**Your instructions:** Output the data word for word, dropping every image.

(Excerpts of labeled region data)
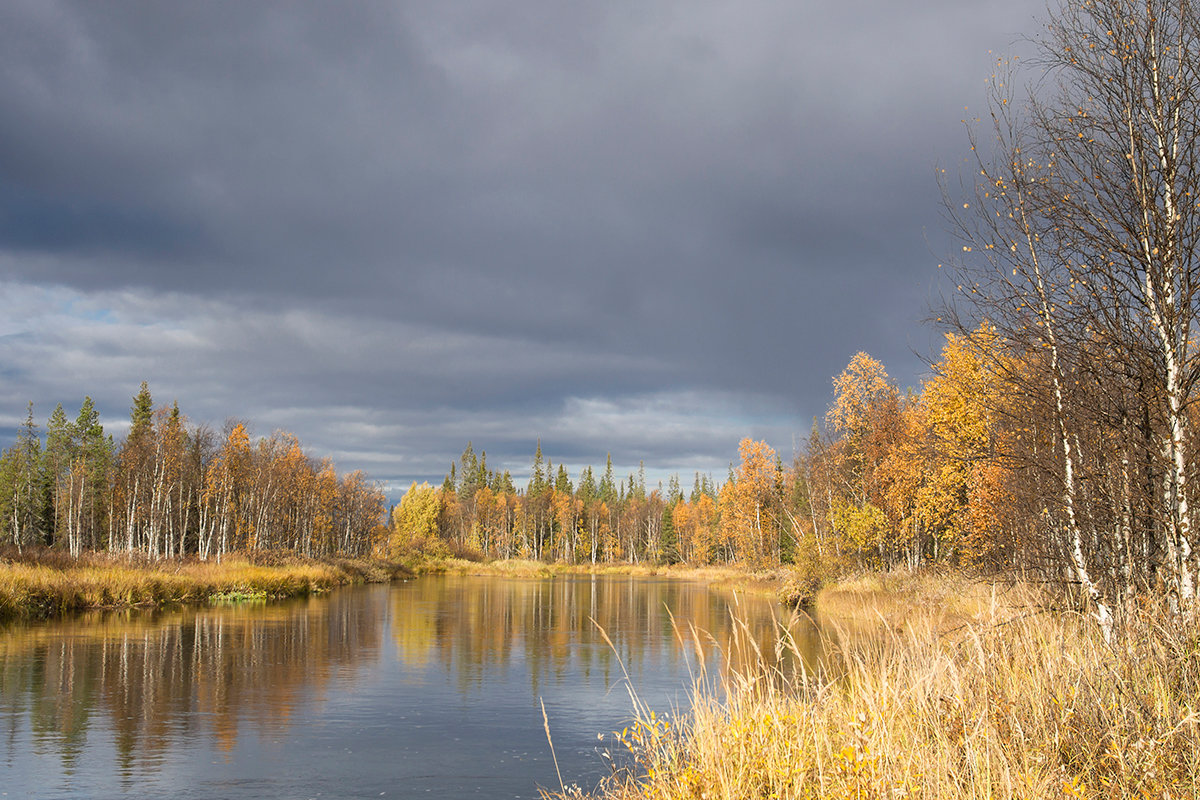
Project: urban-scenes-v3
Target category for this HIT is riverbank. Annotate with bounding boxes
[410,558,793,597]
[0,551,409,620]
[559,576,1200,800]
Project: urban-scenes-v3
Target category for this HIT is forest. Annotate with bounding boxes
[0,383,385,561]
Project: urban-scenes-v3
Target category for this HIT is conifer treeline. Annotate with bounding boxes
[390,325,1152,591]
[0,383,385,559]
[381,337,1003,566]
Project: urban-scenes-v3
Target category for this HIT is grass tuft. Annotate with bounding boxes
[556,576,1200,800]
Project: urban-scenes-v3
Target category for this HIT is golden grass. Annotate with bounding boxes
[556,577,1200,800]
[0,555,408,619]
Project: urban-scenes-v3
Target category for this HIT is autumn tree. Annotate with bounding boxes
[950,0,1200,628]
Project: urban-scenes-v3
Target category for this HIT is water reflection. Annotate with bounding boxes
[0,576,815,798]
[391,576,817,694]
[0,593,386,775]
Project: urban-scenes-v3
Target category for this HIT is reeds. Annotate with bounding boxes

**Exercise solution:**
Project: urban-scenes-v3
Target category for this HIT is riverbank. Annotate with bounding boxes
[410,558,793,597]
[0,551,409,620]
[559,576,1200,800]
Project: urban-scenes-v3
Target category for this HIT is forest. Annotate with bounding boxes
[0,383,385,561]
Project: urban-scenes-v3
Target category for this HIT is conifer treeline. Annotate with bounding boxes
[390,325,1152,591]
[0,383,385,559]
[381,337,1003,566]
Project: urban-scenes-v3
Target category for this HIT is grass tuft. Annotate with bounding boxes
[556,576,1200,800]
Project: urban-scenes-v3
Target category for this HIT is golden grass. Annotate with bounding boxes
[556,577,1200,800]
[0,555,408,619]
Project: urban-scenes-v3
Target category for this HIT is autumn tree. Annotate with bounding boxes
[950,0,1200,628]
Project: urban-scenes-v3
Target category for this HIT is water reflection. Annotate with bounding boxes
[0,576,815,798]
[391,576,817,694]
[0,593,386,775]
Project: urban-scenes-v3
Target category for this HIT is reeds. Annotate with bounding boxes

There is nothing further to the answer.